■ Task:
For the physical therapy app passage below, state whether each statement agrees with it, answering yes or no and quoting the deciding words: (a) The therapist assigns and modifies the home exercise program through a web app. (b) The therapist is the one who presents the results data. (c) Testers were shown two dashboard approaches.

■ Document passage:
The Cheers of Wearables
Minimizes learning curve. Meets users where they are no matter their age, technology expertise, device, or eyesight.
Right Hand Tech
Simplifies the micro-routines involved in patient care. Extends the supportive influence of the therapist beyond the clinic.
Makes it Count
Leverages data available to the application for maximum value.
A two device solution
We decided that the therapist should be able to assign and modify the home exercise program via a web app. This way we could improve on their current micro routine without adding additional tasks.
For reporting results back to the physical therapist, we decided the patient should be the one to present the data. This keeps the focus on patient accountability. It also offers an opportunity to build the relationship between patient and therapist, something all physical therapists we interviewed valued.
Testing our mobile app concept
To validate our concept we decided to create Balsamiq mockups and present them to testers via a clickable prototype. We tested two dashboard approaches: one more visual and one more narrative.
Key Takeaways
Our next iteration needs two dashboards: one for patients and one specifically for patients to show physical therapists.

■ Given data:
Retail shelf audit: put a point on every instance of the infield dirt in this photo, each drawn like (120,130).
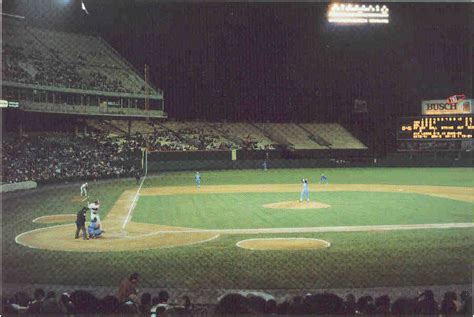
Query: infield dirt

■ Answer to the problem:
(a) Yes: "the therapist should be able to assign and modify the home exercise program via a web app"
(b) No: "the patient should be the one to present the data"
(c) Yes: "We tested two dashboard approaches: one more visual and one more narrative."